─── PROVIDED ENTRIES ───

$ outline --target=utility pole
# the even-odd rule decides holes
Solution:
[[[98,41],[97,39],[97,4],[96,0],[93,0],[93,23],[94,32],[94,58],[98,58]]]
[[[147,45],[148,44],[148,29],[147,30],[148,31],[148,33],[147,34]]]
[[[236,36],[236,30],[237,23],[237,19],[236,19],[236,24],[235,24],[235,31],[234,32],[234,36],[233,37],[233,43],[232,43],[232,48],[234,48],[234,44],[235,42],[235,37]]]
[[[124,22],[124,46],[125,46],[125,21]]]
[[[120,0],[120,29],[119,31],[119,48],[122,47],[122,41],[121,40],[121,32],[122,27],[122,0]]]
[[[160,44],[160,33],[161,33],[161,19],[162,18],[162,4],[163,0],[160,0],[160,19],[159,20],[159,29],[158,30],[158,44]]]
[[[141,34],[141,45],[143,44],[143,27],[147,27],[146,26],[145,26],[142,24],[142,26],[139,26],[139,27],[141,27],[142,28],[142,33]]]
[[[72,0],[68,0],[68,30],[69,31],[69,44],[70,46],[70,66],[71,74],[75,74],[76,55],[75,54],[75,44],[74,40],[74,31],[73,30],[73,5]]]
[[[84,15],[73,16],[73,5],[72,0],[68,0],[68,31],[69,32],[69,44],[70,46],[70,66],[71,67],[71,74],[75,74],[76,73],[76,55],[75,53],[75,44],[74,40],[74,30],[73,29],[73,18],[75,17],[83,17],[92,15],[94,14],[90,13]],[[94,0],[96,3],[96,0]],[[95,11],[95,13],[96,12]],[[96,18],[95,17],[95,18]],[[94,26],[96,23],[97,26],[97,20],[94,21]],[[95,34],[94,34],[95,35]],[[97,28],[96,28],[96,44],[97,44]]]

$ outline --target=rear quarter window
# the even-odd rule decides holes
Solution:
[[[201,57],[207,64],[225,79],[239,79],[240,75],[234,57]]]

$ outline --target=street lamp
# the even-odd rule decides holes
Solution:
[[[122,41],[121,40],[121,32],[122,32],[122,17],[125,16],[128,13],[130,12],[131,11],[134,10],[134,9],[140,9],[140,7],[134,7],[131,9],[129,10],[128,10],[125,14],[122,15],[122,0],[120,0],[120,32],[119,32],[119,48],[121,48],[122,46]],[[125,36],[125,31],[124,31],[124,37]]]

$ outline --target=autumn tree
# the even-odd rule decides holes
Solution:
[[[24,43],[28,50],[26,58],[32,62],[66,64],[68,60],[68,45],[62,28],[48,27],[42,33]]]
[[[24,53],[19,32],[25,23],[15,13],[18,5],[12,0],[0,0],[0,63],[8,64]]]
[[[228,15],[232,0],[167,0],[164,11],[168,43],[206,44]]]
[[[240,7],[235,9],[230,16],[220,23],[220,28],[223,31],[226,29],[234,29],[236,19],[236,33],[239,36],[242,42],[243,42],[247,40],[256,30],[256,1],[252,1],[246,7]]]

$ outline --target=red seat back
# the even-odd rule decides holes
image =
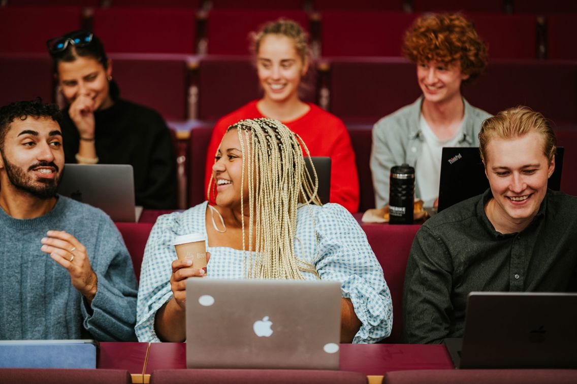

───

Could you reproduce all of the records above line for line, leaving out the pictures?

$ outline --target=utility pole
# the even-odd rule decides holes
Solution:
[[[98,41],[97,39],[97,4],[96,0],[93,0],[93,23],[94,32],[94,58],[98,58]]]
[[[147,45],[148,44],[148,29],[147,30],[148,31],[148,33],[147,34]]]
[[[236,36],[236,30],[237,23],[237,19],[236,19],[236,24],[235,24],[235,31],[234,32],[234,36],[233,37],[233,43],[232,43],[232,48],[234,48],[234,44],[235,42],[235,37]]]
[[[124,22],[124,46],[125,46],[125,21]]]
[[[120,0],[120,29],[119,31],[119,48],[122,47],[122,41],[121,40],[121,32],[122,27],[122,0]]]
[[[160,44],[160,33],[161,33],[161,19],[162,18],[162,4],[163,0],[160,0],[160,19],[159,20],[159,29],[158,30],[158,44]]]
[[[141,34],[141,45],[143,44],[143,27],[147,27],[146,26],[145,26],[142,24],[142,26],[139,26],[139,27],[141,27],[142,28],[142,33]]]
[[[72,0],[68,0],[68,30],[69,31],[69,44],[70,46],[70,66],[71,74],[75,74],[76,55],[75,54],[75,44],[74,40],[74,31],[73,30],[73,5]]]
[[[84,15],[73,16],[73,5],[72,0],[68,0],[68,31],[69,32],[69,44],[70,46],[70,66],[71,67],[71,74],[75,74],[76,73],[76,55],[75,53],[75,44],[74,40],[74,30],[73,29],[73,18],[75,17],[83,17],[92,15],[94,14],[90,13]],[[94,0],[96,3],[96,0]],[[95,11],[95,13],[96,12]],[[96,18],[95,17],[95,18]],[[94,26],[96,23],[97,26],[97,20],[94,21]],[[95,34],[94,34],[95,35]],[[97,28],[96,28],[96,44],[97,44]]]

$ outline --target=rear quarter window
# the even-odd rule decides holes
Solution:
[[[201,57],[207,64],[225,79],[239,79],[240,75],[234,57]]]

$ outline --target=street lamp
# the even-odd rule decides holes
Solution:
[[[122,41],[121,40],[121,32],[122,32],[122,17],[125,16],[128,13],[130,12],[131,11],[134,10],[134,9],[140,9],[140,7],[134,7],[131,9],[129,10],[128,10],[125,14],[122,15],[122,0],[120,0],[120,32],[119,32],[119,48],[121,48],[122,46]],[[125,36],[125,31],[124,31],[124,37]]]

$ outline --target=autumn tree
# the even-odd rule decides holes
Solution:
[[[24,43],[28,50],[26,58],[32,62],[66,64],[68,60],[68,45],[62,28],[48,27],[42,33]]]
[[[24,53],[19,32],[25,23],[15,13],[18,5],[12,0],[0,0],[0,63],[8,64]]]
[[[228,15],[232,0],[167,0],[164,11],[168,43],[206,44]]]
[[[240,7],[235,9],[230,16],[220,23],[220,28],[223,31],[226,29],[234,29],[236,19],[236,33],[239,36],[242,42],[243,42],[247,40],[256,30],[256,1],[252,1],[246,7]]]

$ outline --target=red seat back
# the even-odd rule decides holes
image =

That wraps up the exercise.